- Directions
• A. Using the pitching preview below, decide whether each statement agrees with it: (i) Wheeler went seven innings against the Jays in his last start; (ii) Wheeler has given up five home runs this season; (iii) the Phillies are a great defensive team. Answer each with yes or no and quote the exact words of the preview that settle it.
• B. Copy word for word the part of the pitching preview below starting at "We have a really" and ending at "three barrels allowed.".

- Text

We have a really good pitching matchup at Oracle Park between Zack Wheeler and Alex Cobb to wrap up the NL slate. Wheeler fired a gem against the Jays last time out with seven innings of one-run ball and seven strikeouts. He’s got a 3.80 ERA on the season, but that is hardly indicative of how well he has pitched. He has a 2.59 FIP and a 3.38 xERA. He’s only allowed two home runs this season and just a 32.2% Hard Hit% with only three barrels allowed.

Wheeler has a .311 BABIP against despite all of that soft contact and a 65.1% LOB%, so he’s gotten extremely unlucky in leverage situations. The Phillies aren’t a great defensive team, but Wheeler has been disproportionately affected relative to his peers. The Giants do have the second-highest K% against right-handed batters, so I do think there’s a chance that this could be a really solid outing for him. The fewer balls in play, the less of an impact his defense can have.

- Supplied material
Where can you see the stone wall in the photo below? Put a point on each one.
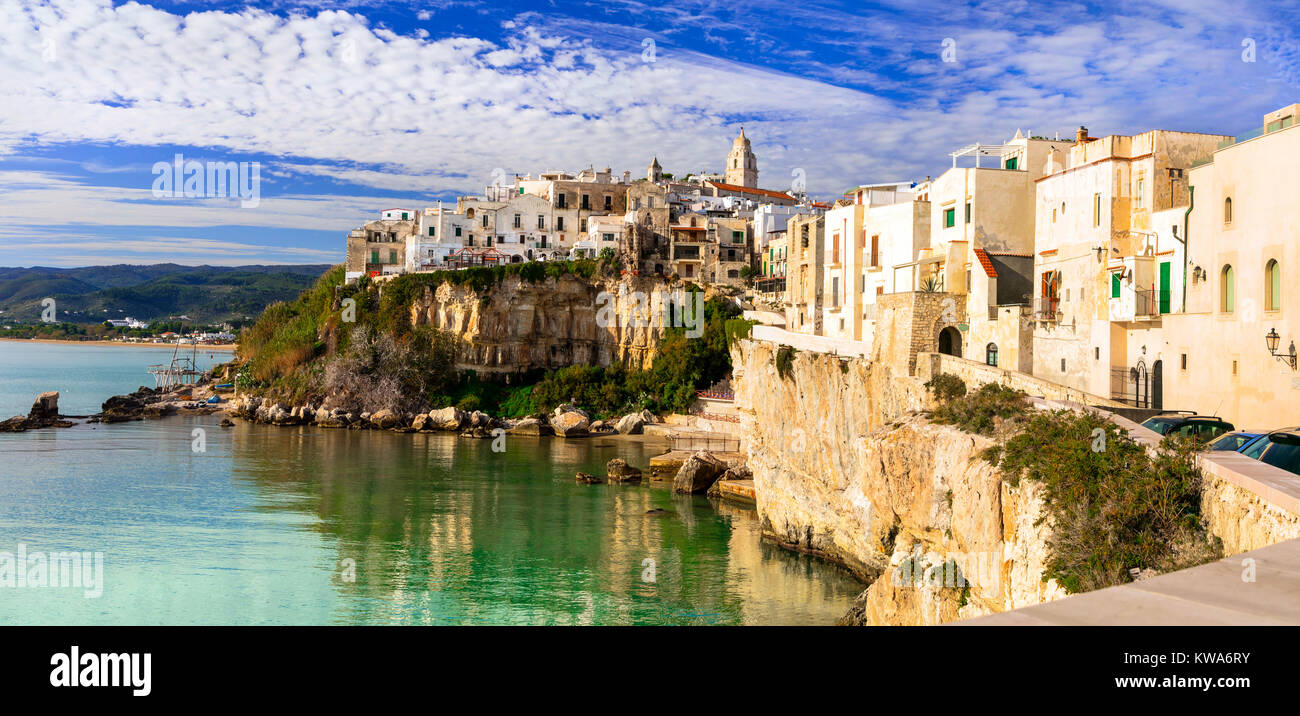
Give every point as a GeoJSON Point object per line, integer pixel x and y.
{"type": "Point", "coordinates": [975, 374]}
{"type": "Point", "coordinates": [909, 324]}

- Solutions per task
• A.
(i) Yes: "seven innings of one-run ball"
(ii) No: "He’s only allowed two home runs this season"
(iii) No: "The Phillies aren’t a great defensive team"

• B.
We have a really good pitching matchup at Oracle Park between Zack Wheeler and Alex Cobb to wrap up the NL slate. Wheeler fired a gem against the Jays last time out with seven innings of one-run ball and seven strikeouts. He’s got a 3.80 ERA on the season, but that is hardly indicative of how well he has pitched. He has a 2.59 FIP and a 3.38 xERA. He’s only allowed two home runs this season and just a 32.2% Hard Hit% with only three barrels allowed.